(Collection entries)

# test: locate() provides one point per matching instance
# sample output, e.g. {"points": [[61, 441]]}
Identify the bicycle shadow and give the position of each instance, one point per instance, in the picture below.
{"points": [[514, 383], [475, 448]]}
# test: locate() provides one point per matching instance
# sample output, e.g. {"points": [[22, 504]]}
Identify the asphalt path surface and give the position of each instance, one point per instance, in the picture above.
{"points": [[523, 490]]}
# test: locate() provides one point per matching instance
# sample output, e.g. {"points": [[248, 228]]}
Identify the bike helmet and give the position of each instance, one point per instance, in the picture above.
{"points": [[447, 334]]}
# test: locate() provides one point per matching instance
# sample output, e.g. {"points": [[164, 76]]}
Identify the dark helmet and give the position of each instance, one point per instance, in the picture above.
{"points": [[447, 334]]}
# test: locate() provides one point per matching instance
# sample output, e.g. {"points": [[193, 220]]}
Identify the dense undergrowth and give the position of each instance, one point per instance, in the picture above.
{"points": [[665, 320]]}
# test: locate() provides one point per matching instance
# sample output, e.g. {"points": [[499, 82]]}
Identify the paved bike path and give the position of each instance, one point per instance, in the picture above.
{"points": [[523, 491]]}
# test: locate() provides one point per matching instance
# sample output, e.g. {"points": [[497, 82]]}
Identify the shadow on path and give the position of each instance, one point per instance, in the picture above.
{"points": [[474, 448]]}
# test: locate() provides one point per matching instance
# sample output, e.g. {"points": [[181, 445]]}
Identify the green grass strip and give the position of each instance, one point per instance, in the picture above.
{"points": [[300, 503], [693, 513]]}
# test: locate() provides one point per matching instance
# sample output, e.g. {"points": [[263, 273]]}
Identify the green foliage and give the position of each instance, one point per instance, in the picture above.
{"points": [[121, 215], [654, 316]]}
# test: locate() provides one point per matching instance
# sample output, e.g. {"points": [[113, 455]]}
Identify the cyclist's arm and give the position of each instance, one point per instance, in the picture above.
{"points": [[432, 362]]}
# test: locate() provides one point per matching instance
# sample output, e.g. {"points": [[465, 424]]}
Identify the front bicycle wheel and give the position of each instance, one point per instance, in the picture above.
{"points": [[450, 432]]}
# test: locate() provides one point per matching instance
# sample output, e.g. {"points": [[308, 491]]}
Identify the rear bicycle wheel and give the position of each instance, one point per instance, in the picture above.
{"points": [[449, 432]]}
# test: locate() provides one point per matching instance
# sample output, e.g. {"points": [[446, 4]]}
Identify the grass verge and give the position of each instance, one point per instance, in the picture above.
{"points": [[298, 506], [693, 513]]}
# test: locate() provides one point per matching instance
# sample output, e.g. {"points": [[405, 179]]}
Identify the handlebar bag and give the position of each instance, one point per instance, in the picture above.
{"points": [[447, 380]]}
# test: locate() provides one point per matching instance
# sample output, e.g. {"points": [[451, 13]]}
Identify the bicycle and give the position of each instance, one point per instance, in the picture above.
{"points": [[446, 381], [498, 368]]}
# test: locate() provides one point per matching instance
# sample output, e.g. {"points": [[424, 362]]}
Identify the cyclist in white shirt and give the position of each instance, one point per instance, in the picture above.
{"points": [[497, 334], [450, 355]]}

[Directions]: Generate an exact reproduction of all entries.

[Solution to this task]:
# test: locate() provides one point per matching instance
# sample output, e.g. {"points": [[61, 441]]}
Identify the bicycle shadow and give the position of each instance, one point per instance, in the picture below.
{"points": [[514, 383], [475, 448]]}
# test: locate() provides one point per matching instance
# sample output, e.g. {"points": [[22, 504]]}
Identify the asphalt path surface and give the position of each instance, one point per instance, in the picture above.
{"points": [[523, 490]]}
# test: locate() provides one point per matching instance
# sample output, e.g. {"points": [[248, 228]]}
Identify the bike helmet and give the position of each instance, one point per instance, in the picture above.
{"points": [[447, 334]]}
# test: locate() provides one point per matching instance
# sample output, e.g. {"points": [[164, 76]]}
Identify the dark helmet and give the position of each instance, one point per instance, in the picture above.
{"points": [[447, 334]]}
# test: locate() provides one point per matching instance
# sample output, e.g. {"points": [[193, 220]]}
Identify the dense undergrowth and give the position of each instance, one point per instance, in the picture above.
{"points": [[665, 320]]}
# test: locate() provides one point per matching instance
# sample output, e.g. {"points": [[499, 82]]}
Identify the paved bike path and give the position of each instance, one point per instance, in the picture above.
{"points": [[523, 491]]}
# test: locate() provides one point per matching instance
# sample output, e.g. {"points": [[497, 82]]}
Identify the shadow on path and give the position of each instance, one point per instance, in the picture above.
{"points": [[474, 448]]}
# test: locate() provides one point per matching instance
# sample output, e.g. {"points": [[181, 445]]}
Identify the green grass strip and give the position of each instance, one point per instance, in the picture above.
{"points": [[300, 503], [693, 513]]}
# test: locate() provides one point per matching instance
# sample output, e.g. {"points": [[263, 273]]}
Identify the green foliage and give the position of each instance, one point per instance, in the picture above.
{"points": [[121, 215], [654, 316]]}
# test: locate() provides one point per matching instance
# sample output, e.g. {"points": [[113, 455]]}
Identify the cyclist's arm and give the position of each instance, one point per instance, in the picture above.
{"points": [[432, 362]]}
# test: locate() provides one point per matching instance
# sample output, e.g. {"points": [[465, 424]]}
Identify the front bicycle wheel and give the position of each instance, one point per instance, in the picture above.
{"points": [[450, 432]]}
# test: locate() provides one point per matching instance
# sample output, e.g. {"points": [[308, 491]]}
Identify the rear bicycle wheel and give the position of each instance, one point per instance, in the picture above.
{"points": [[449, 432]]}
# test: locate() provides one point per matching instance
# sample output, e.g. {"points": [[446, 4]]}
Identify the grass verge and give the position of each instance, one point per instance, in the picture above.
{"points": [[298, 506], [693, 513]]}
# test: locate() provides one point per matching instance
# sample output, e.g. {"points": [[405, 179]]}
Identify the handlebar bag and give the position of each instance, one point per instance, in the picture above.
{"points": [[447, 380]]}
# test: locate() provides one point per matching instance
# sample output, e.g. {"points": [[451, 13]]}
Identify the bicycle and give the position of each instance, one point per instance, in the picture above.
{"points": [[446, 381], [498, 368]]}
# test: locate() provides one point per matching instance
# sample output, e.g. {"points": [[424, 362]]}
Identify the cyclist in white shirt and give the position of each instance, one point per instance, in the picture above.
{"points": [[497, 334], [450, 355]]}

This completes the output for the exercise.